— Start Dataset entries —
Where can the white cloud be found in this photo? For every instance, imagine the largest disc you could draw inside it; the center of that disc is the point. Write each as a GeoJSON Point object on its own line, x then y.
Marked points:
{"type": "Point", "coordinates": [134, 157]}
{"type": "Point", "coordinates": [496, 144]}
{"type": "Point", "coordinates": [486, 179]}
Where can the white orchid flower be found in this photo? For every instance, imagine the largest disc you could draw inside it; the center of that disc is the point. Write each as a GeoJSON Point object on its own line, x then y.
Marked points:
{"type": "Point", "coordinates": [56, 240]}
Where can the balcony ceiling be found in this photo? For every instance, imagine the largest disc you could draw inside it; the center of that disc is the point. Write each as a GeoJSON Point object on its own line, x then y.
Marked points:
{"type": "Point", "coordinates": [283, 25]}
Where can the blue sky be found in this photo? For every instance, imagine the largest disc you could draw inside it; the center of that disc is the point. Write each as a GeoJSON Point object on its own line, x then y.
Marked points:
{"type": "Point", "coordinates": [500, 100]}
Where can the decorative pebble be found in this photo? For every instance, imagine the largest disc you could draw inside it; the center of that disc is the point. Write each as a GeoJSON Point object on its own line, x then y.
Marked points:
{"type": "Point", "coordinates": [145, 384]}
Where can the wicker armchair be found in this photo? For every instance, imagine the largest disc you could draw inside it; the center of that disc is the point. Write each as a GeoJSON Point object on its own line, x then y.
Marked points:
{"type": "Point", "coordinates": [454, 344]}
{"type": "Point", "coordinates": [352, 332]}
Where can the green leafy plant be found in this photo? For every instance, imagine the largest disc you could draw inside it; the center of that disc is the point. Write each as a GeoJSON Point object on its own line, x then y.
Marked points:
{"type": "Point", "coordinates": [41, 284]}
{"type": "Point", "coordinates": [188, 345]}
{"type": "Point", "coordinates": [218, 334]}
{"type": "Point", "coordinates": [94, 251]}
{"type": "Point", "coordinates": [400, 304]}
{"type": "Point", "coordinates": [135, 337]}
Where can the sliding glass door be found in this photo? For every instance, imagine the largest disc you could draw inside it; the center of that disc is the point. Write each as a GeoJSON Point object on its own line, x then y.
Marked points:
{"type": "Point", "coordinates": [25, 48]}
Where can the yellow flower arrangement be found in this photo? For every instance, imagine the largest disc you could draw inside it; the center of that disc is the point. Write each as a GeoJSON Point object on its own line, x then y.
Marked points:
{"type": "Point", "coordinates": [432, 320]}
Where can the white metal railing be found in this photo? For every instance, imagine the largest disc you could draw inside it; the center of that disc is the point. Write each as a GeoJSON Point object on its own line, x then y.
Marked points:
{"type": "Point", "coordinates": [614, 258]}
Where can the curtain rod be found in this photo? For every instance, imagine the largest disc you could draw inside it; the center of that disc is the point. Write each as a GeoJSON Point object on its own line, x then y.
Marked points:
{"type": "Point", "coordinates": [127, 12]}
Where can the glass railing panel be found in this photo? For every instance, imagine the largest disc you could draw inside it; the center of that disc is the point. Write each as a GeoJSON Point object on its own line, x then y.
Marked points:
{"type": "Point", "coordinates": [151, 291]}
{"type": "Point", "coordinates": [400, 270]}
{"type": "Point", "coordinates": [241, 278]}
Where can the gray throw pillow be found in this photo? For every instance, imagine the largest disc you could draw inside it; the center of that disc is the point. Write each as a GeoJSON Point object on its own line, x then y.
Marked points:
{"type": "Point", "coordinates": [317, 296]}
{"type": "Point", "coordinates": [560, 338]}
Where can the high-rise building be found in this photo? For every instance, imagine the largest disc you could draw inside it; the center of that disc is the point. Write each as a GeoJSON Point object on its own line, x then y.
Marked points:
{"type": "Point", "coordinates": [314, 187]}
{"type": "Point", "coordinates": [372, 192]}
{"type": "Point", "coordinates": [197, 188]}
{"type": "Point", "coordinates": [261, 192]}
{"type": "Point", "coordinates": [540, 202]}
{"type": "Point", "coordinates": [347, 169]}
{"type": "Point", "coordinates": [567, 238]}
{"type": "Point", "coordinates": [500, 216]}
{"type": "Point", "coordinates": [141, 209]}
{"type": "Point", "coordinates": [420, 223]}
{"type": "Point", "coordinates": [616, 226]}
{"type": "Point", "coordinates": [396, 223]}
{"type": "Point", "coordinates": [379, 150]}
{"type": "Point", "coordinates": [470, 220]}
— End Dataset entries —
— Start Dataset entries —
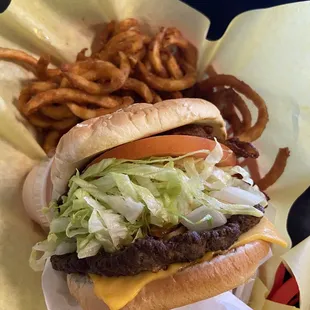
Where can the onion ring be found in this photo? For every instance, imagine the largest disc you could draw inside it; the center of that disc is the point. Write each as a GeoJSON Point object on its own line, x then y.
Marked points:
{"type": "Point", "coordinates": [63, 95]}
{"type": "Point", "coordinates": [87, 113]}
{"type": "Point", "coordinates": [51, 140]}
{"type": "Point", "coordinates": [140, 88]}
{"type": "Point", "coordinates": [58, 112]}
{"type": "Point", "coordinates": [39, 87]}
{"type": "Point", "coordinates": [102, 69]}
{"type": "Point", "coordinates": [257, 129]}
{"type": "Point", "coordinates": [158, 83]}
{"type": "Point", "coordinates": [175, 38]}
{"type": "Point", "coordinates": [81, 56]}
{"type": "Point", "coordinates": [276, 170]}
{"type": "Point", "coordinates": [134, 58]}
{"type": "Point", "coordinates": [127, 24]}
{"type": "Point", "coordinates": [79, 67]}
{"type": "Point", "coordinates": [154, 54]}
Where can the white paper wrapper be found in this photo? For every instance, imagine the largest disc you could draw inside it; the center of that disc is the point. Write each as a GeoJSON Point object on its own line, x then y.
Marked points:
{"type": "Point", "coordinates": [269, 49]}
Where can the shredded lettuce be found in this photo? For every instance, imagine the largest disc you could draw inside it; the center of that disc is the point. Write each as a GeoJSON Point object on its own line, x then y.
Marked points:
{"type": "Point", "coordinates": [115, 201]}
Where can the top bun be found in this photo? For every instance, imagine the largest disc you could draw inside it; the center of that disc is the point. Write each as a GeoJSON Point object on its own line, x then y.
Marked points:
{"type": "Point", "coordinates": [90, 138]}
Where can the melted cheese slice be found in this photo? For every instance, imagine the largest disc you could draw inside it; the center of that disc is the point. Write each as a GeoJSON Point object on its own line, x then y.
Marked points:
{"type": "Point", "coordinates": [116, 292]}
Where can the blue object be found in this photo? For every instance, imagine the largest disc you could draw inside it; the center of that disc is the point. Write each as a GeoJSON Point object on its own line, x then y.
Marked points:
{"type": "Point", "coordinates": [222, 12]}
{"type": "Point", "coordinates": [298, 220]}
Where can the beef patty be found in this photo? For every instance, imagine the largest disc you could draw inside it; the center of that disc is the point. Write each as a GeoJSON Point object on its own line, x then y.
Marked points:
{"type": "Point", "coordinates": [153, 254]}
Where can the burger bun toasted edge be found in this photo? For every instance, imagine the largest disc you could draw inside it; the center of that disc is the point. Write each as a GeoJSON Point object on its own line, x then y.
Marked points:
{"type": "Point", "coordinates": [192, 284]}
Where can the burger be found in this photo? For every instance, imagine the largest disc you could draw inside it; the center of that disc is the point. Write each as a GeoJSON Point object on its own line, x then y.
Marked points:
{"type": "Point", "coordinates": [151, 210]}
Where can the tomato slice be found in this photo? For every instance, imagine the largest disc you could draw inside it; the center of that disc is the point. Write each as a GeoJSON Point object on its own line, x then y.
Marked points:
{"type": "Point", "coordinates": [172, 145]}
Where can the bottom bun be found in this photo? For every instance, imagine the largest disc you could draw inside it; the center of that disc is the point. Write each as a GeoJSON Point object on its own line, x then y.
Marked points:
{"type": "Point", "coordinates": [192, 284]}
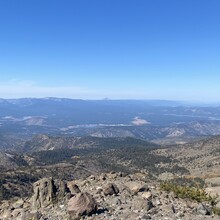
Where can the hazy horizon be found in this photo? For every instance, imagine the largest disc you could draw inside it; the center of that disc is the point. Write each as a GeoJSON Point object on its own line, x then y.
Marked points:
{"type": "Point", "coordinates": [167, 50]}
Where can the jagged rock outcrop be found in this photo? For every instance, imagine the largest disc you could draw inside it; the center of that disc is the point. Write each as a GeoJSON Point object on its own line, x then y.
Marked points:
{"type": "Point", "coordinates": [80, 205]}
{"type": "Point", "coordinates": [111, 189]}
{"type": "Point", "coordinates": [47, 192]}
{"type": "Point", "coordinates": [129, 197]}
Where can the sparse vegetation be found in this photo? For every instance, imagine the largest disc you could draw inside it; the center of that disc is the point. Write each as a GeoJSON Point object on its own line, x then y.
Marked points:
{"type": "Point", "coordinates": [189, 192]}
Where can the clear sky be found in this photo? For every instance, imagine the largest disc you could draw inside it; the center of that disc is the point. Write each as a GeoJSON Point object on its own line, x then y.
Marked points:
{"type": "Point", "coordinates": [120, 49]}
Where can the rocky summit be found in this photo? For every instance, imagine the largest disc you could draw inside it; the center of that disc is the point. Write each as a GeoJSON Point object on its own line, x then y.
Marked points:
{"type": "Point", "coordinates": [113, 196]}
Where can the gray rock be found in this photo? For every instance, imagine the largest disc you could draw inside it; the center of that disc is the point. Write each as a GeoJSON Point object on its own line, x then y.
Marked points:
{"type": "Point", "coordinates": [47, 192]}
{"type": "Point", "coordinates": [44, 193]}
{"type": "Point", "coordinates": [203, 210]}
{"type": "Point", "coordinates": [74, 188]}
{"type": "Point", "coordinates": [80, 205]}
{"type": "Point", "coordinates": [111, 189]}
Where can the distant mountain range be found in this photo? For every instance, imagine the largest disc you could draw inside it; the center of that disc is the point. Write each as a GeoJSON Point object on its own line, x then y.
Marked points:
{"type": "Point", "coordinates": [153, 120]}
— End Dataset entries —
■ Given request ■
Pick out every line of the data above that contains the word "decorative", and copy each one.

■ The answer ■
Where can the decorative pebble be found in this photo? For every instance, imagine the largest disc you could draw inside it; the center of that disc is the point. Write each as a GeoJSON Point object on its own line, x then y.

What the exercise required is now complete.